• _Work to be completed_: Copy out every record below with complete accuracy.

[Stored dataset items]
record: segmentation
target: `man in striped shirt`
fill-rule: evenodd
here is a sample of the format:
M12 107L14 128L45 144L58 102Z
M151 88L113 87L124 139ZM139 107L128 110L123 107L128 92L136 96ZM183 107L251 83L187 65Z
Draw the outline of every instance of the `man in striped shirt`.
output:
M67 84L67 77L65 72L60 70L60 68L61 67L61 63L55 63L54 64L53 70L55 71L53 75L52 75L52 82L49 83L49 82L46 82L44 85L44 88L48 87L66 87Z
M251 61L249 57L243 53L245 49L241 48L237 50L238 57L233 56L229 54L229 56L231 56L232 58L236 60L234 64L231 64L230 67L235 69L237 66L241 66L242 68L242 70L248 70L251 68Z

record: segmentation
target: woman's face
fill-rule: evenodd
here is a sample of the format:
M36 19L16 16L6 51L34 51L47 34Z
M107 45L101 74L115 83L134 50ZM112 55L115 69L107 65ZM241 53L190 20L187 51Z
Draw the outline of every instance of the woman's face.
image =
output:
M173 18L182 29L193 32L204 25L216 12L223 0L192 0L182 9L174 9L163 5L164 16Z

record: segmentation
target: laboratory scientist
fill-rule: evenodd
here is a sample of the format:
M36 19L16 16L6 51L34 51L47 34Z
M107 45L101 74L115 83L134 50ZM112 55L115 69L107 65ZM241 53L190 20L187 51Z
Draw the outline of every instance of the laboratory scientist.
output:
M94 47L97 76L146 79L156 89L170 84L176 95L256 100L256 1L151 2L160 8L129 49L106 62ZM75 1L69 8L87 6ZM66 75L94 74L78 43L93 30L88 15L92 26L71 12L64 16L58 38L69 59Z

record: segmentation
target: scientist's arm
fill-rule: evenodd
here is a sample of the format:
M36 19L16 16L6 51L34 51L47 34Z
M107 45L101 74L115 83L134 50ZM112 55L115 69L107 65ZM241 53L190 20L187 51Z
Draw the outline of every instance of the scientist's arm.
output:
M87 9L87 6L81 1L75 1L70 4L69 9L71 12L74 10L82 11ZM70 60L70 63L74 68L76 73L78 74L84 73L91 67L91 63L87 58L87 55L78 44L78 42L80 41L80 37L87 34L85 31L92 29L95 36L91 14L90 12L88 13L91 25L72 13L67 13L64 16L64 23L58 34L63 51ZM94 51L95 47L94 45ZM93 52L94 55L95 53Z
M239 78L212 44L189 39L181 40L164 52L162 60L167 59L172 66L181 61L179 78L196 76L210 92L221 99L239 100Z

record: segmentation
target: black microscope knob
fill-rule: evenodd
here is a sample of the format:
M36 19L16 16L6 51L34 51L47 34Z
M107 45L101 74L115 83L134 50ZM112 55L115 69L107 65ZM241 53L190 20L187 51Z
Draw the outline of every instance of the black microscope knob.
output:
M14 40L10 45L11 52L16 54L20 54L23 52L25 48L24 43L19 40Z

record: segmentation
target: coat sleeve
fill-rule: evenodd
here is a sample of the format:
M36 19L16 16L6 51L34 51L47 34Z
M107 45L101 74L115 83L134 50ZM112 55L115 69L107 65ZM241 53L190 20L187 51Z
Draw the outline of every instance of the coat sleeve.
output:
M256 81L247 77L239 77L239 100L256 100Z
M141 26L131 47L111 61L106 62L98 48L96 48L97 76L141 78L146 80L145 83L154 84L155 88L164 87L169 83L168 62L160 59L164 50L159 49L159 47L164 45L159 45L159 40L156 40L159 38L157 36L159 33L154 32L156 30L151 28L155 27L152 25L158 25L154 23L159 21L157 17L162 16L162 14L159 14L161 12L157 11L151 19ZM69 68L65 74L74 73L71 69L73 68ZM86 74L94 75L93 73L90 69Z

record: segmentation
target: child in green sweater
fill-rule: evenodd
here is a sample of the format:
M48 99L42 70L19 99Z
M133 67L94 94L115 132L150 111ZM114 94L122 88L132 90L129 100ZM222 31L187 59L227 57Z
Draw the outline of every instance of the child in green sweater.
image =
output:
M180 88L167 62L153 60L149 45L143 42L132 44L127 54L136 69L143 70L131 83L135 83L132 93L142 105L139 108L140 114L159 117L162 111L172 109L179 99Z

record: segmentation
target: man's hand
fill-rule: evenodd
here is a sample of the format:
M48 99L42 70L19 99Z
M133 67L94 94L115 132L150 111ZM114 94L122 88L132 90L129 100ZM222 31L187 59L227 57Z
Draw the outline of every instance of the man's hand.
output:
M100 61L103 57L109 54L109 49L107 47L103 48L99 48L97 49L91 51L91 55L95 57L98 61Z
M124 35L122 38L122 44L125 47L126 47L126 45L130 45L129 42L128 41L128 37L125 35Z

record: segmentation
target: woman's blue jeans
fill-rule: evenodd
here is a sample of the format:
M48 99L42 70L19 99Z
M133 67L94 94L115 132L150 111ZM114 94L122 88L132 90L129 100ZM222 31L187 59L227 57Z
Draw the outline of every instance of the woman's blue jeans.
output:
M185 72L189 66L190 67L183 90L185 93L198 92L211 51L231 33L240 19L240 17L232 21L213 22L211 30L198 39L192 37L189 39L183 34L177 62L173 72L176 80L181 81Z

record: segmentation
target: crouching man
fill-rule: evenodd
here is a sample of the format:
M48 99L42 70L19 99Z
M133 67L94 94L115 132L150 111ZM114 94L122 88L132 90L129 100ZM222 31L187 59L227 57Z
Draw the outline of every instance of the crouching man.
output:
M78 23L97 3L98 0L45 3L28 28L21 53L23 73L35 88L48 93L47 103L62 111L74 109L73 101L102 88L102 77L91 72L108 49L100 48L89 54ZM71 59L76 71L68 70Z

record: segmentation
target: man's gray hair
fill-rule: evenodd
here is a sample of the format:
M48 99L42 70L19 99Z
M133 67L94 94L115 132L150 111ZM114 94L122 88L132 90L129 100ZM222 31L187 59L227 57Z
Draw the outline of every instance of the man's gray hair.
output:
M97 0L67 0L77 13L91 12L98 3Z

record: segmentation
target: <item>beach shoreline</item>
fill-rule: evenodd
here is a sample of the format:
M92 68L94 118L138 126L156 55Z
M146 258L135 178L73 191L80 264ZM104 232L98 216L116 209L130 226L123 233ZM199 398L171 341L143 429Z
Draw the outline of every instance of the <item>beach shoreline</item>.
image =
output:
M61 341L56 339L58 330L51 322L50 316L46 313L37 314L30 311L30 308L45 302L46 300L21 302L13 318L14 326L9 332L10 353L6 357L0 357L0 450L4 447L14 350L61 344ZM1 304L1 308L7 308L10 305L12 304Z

• _Reply to the task_:
record: segmentation
target: `man in striped shirt`
fill-rule: evenodd
here is a sample of the format:
M12 107L14 128L45 144L58 102Z
M151 88L113 87L124 139ZM139 107L128 110L123 107L128 92L136 96ZM183 107L251 83L187 65Z
Draw the outline of every instance of the `man in striped shirt`.
output:
M67 84L67 77L65 72L60 70L60 68L61 67L61 63L55 63L54 64L53 70L55 71L53 75L52 75L52 82L49 83L49 82L46 82L44 85L44 88L48 87L66 87Z
M251 61L249 57L243 53L245 49L241 48L237 50L238 57L233 56L229 54L229 56L231 56L232 58L236 60L234 64L231 64L230 67L235 69L237 66L241 66L242 68L242 70L248 70L251 68Z

record: segmentation
target: woman's face
fill-rule: evenodd
here is a sample of the format:
M36 19L16 16L6 51L34 51L47 34Z
M107 45L101 74L115 83L134 50ZM112 55L115 69L107 65ZM241 53L190 20L187 51Z
Draw the outline of every instance of the woman's face.
image =
output:
M173 18L182 29L193 32L204 25L216 12L223 0L192 0L182 9L174 9L163 5L164 16Z

record: segmentation
target: laboratory scientist
fill-rule: evenodd
here is a sample of the format:
M36 19L16 16L6 51L34 51L47 34Z
M107 45L101 74L115 83L134 50ZM112 55L115 69L107 65ZM241 53L190 20L187 51Z
Draw the outline of every instance of the laboratory scientist.
output:
M94 47L97 76L146 79L156 89L170 84L176 95L256 100L256 1L151 2L160 8L129 49L106 62ZM75 1L69 8L87 6ZM66 75L94 74L78 43L93 30L88 15L92 26L71 12L64 16L58 38L69 59Z

record: segmentation
target: scientist's arm
fill-rule: evenodd
here is a sample of the format:
M36 19L16 16L6 51L34 51L47 34Z
M107 45L101 74L115 83L134 50ZM112 55L115 69L107 65ZM241 53L190 20L187 51Z
Draw the outline of every instance of the scientist's arm.
output:
M87 9L87 6L81 1L75 1L70 4L69 9L71 12L74 10L82 11ZM70 60L70 63L74 68L76 73L78 74L84 73L91 67L91 63L87 58L87 55L78 44L78 42L80 41L80 37L87 34L85 31L92 29L95 36L91 14L90 12L88 13L91 25L72 13L67 13L64 16L64 23L58 34L63 51ZM94 51L95 47L94 45ZM93 52L94 55L95 53Z
M239 78L212 44L189 39L181 40L164 52L162 60L167 59L172 66L181 61L179 78L196 76L210 92L221 99L239 100Z

record: segmentation
target: black microscope knob
fill-rule: evenodd
here is a sample of the format:
M36 19L16 16L6 51L34 51L47 34Z
M107 45L101 74L115 83L134 50ZM112 55L115 69L107 65ZM241 53L190 20L187 51Z
Draw the outline of every instance of the black microscope knob.
output:
M14 40L10 45L11 52L16 54L20 54L23 52L25 48L24 43L19 40Z

record: segmentation
target: coat sleeve
fill-rule: evenodd
here is a sample of the format:
M36 19L16 16L6 51L34 51L47 34Z
M107 45L101 74L115 83L134 50ZM112 55L115 69L107 65ZM241 53L190 20L187 51Z
Draw the outline of every instance of the coat sleeve.
output:
M256 81L247 77L239 77L239 100L256 100Z
M141 26L131 47L111 61L106 62L98 48L96 48L97 76L141 78L146 80L145 83L154 84L155 88L164 87L169 83L168 62L160 59L164 50L159 49L159 47L164 45L159 45L159 40L156 40L159 38L157 36L159 33L154 32L156 30L151 28L155 27L152 25L158 25L154 23L159 21L157 17L162 16L162 14L159 14L161 12L157 11L151 19ZM69 68L65 74L74 73L71 69L73 68ZM86 74L94 75L93 73L90 69Z

record: segmentation
target: child in green sweater
fill-rule: evenodd
here is a sample of the format:
M48 99L42 70L19 99Z
M133 67L94 94L115 132L150 111ZM114 94L122 88L132 90L129 100ZM222 31L187 59L227 57Z
Draw the outline of every instance of the child in green sweater.
image =
output:
M180 88L167 62L153 60L149 45L143 42L132 44L127 54L136 69L143 70L131 83L135 83L132 93L142 105L139 108L140 114L159 117L162 111L172 109L179 99Z

record: segmentation
target: man's hand
fill-rule: evenodd
here is a sample of the format:
M48 99L42 70L19 99Z
M133 67L94 94L115 132L150 111ZM114 94L122 88L132 90L129 100ZM222 31L187 59L227 57Z
Draw the outline of every instance of the man's hand.
output:
M100 61L103 57L109 54L109 49L107 47L103 48L99 48L97 49L91 51L91 55L95 57L98 61Z
M124 35L122 38L122 44L125 47L126 47L126 45L130 45L129 42L128 41L128 37L125 35Z

record: segmentation
target: woman's blue jeans
fill-rule: evenodd
here is a sample of the format:
M48 99L42 70L19 99Z
M133 67L94 94L115 132L150 111ZM114 94L122 88L132 90L129 100ZM222 31L187 59L227 57Z
Draw the outline of every instance of the woman's blue jeans.
output:
M185 72L189 66L190 67L183 90L185 93L198 92L211 51L231 33L240 19L240 17L232 21L213 22L211 30L198 39L192 37L189 39L183 34L177 62L173 72L176 80L181 81Z

record: segmentation
target: crouching man
fill-rule: evenodd
here is a sample of the format:
M48 99L42 70L19 99Z
M133 67L94 94L115 132L150 111ZM114 94L122 88L132 90L129 100ZM222 31L187 59L227 57Z
Draw the outline of every instance of the crouching man.
output:
M78 23L97 3L98 0L45 3L28 28L21 53L23 73L35 88L48 93L47 103L62 111L74 109L73 101L102 88L102 77L91 72L108 49L100 48L89 54ZM71 59L76 71L68 70Z

record: segmentation
target: man's gray hair
fill-rule: evenodd
here is a sample of the format:
M48 99L42 70L19 99Z
M133 67L94 94L115 132L150 111ZM114 94L122 88L132 90L129 100ZM222 31L187 59L227 57Z
Draw the outline of every instance of the man's gray hair.
output:
M97 0L67 0L77 13L91 12L98 3Z

record: segmentation
target: <item>beach shoreline</item>
fill-rule: evenodd
here is a sample of the format:
M92 68L94 118L138 126L156 55Z
M146 258L135 178L73 191L80 264ZM104 232L98 216L116 209L130 226L123 233ZM199 398L171 341L143 429Z
Draw the outline of every instance of the <item>beach shoreline</item>.
image =
output:
M61 341L56 339L58 330L51 322L50 316L46 313L37 314L30 311L30 308L45 302L46 300L21 302L13 318L14 326L9 332L10 353L6 357L0 357L0 450L4 447L14 350L61 344ZM1 304L1 308L7 308L10 305L12 304Z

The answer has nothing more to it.